Aim of the task: Repeat the records. Each line must match exactly.

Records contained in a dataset

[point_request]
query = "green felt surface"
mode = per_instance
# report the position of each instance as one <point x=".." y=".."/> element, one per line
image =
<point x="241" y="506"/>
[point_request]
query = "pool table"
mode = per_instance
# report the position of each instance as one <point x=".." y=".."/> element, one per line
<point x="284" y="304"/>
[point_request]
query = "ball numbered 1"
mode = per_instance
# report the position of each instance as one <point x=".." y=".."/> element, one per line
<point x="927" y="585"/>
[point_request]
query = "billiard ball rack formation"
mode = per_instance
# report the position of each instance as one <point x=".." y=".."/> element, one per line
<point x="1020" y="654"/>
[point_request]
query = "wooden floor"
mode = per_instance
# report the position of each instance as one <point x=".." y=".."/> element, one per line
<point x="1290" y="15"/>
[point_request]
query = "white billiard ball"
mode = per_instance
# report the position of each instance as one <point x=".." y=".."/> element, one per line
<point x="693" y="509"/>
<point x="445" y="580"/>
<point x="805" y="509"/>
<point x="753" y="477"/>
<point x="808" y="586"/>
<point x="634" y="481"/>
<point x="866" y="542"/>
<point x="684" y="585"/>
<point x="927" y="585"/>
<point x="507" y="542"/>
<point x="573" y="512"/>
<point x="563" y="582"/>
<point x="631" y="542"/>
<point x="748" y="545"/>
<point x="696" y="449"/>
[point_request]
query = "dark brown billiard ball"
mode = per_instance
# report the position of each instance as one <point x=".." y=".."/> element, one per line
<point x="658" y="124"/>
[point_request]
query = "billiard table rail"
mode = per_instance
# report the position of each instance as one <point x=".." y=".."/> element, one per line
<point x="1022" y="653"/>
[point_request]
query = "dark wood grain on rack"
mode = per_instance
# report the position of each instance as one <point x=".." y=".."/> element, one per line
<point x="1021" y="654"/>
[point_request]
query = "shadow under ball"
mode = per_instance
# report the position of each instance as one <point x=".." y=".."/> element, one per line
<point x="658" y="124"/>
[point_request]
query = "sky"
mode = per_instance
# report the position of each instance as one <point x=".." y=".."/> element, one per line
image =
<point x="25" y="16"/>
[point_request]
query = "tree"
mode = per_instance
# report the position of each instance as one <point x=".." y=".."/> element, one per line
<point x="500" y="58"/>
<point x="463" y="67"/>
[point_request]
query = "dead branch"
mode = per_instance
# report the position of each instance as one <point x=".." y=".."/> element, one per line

Result below:
[point_request]
query = "green felt surface"
mode = per_instance
# report the position of each instance as one <point x=".." y=".."/> element, one per line
image =
<point x="241" y="506"/>
[point_request]
query = "pool table"
mode = per_instance
# report the position of each instance as one <point x=".." y=".."/> element, one per line
<point x="284" y="304"/>
[point_request]
query = "ball numbered 1"
mode = per_instance
# report the position of each instance as one <point x=".." y=".."/> element, one per line
<point x="927" y="585"/>
[point_request]
query = "billiard ball rack formation"
mode = per_instance
# report the position of each instance as one <point x=".." y=".."/> element, one per line
<point x="1020" y="654"/>
[point_request]
query = "wooden floor"
mode = per_instance
# report the position of each instance as one <point x=".." y=".."/> element, one per line
<point x="1290" y="15"/>
[point_request]
query = "white billiard ball"
mode = per_instance
# report the position of each instance as one <point x=".." y=".."/> element, one per line
<point x="693" y="509"/>
<point x="445" y="580"/>
<point x="805" y="509"/>
<point x="753" y="477"/>
<point x="808" y="586"/>
<point x="634" y="481"/>
<point x="866" y="542"/>
<point x="684" y="585"/>
<point x="927" y="585"/>
<point x="507" y="542"/>
<point x="573" y="512"/>
<point x="563" y="582"/>
<point x="631" y="542"/>
<point x="748" y="545"/>
<point x="696" y="449"/>
[point_request]
query = "dark brown billiard ball"
mode = per_instance
# report the position of each instance as one <point x=".." y=".."/> element, one per line
<point x="658" y="124"/>
[point_request]
query = "billiard table rail"
mode = per_instance
# report the position of each instance as one <point x=".." y=".."/> element, one per line
<point x="1022" y="653"/>
[point_request]
query = "dark wood grain on rack"
mode = per_instance
# report the position of each instance as one <point x=".." y=".."/> element, one per line
<point x="1021" y="654"/>
[point_request]
query = "shadow under ball"
mode = per_instance
# report the position of each instance as one <point x=".." y=".."/> element, one per line
<point x="658" y="124"/>
[point_request]
query = "sky"
mode = per_instance
# report the position of each instance as one <point x=".." y=".."/> element, one per line
image =
<point x="25" y="16"/>
[point_request]
query = "tree"
mode = per_instance
# report the position of each instance as one <point x=".." y=".."/> element, one per line
<point x="500" y="58"/>
<point x="463" y="67"/>
[point_request]
query = "dead branch"
mode = per_instance
# report the position of each instance as one <point x=".." y=".."/> element, one per line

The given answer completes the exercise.